++++ TEXT EXCERPT

What I Know: Living with Chronic Illness

After living with the various symptoms and ever-changing treatments for autoimmune disorders, I have become an expert of sorts. Future posts to this blog will be dedicated to my friends who also juggle their energies, meds, and coping skills to managing their own chronic illnesses.

Fibromyalgia, lupus, chronic fatigue, MS, post-polio, Chrone's, psoriasis, and other autoimmune disorders have many symptoms in common: fatigue, brain fog, digestive disorders, weakness, sleep disorders, and relentless pain that migrates throughout the body and resists management. We also deal with abundant medications, advice from well-meaning friends and family, difficulty maintaining healthy relationships, and the plethora of health-related articles on what we should be doing -- advice that changes with the seasons! To say the least, it's a tight rope we walk daily. So, we tend to stick together on social media and elsewhere. Each autoimmune disorder has a variety of online support groups, including Facebook pages. I encourage everyone to respond openly to these posts and let us know which support groups have provided you with the best advice.

++++++++
++++ PROVIDED MATERIAL

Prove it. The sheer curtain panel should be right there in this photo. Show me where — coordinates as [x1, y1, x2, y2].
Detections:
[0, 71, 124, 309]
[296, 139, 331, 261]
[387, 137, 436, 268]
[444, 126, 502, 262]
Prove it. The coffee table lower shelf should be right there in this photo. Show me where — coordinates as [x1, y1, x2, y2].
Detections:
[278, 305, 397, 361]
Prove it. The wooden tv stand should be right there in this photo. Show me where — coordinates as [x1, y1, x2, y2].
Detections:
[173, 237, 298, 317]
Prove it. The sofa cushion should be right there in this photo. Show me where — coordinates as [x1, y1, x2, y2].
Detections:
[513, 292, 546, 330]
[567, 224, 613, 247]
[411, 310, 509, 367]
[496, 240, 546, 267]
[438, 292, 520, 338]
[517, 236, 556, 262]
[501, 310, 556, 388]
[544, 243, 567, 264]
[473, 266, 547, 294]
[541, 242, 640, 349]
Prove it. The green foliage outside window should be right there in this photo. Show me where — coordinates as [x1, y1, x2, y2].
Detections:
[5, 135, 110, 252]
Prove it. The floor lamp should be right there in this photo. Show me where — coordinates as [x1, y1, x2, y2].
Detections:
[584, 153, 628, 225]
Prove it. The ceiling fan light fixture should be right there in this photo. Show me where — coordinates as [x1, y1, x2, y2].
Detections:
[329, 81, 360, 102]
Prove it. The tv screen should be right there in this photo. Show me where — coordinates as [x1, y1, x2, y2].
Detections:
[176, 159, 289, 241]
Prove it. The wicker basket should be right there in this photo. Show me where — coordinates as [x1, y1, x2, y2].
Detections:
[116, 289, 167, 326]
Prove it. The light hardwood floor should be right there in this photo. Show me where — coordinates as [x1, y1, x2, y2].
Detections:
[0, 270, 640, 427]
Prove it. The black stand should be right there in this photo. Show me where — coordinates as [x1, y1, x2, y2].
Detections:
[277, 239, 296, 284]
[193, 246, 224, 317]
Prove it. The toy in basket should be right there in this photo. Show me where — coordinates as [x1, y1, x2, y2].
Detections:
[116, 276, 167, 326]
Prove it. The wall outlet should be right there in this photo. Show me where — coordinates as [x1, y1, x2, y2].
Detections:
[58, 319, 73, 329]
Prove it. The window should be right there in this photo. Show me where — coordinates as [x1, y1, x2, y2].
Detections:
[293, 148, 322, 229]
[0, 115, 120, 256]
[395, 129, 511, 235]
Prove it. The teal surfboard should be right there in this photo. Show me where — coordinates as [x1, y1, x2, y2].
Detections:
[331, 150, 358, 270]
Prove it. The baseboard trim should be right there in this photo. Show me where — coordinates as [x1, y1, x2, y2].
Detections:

++++++++

*INSTRUCTIONS FOR THE TASK*
Continue the blog post on living with chronic illness, starting after its final sentence. The material has no connection to the text on living with chronic illness.

*REPLY TO THE EXERCISE*
My husband gave me a paperback book (among other gifts) for my birthday. It's more like a magazine, entitled "Solutions for Living with Chronic Pain" (2016) from the Mayo Foundation for Medical Education and Research. I'll be referring to it in future blog posts. My intention is to include a few quotes from each of its eleven chapters, with quotes by people who have posted online. I hope this venture will benefit as many as those who read it and pass it along to others.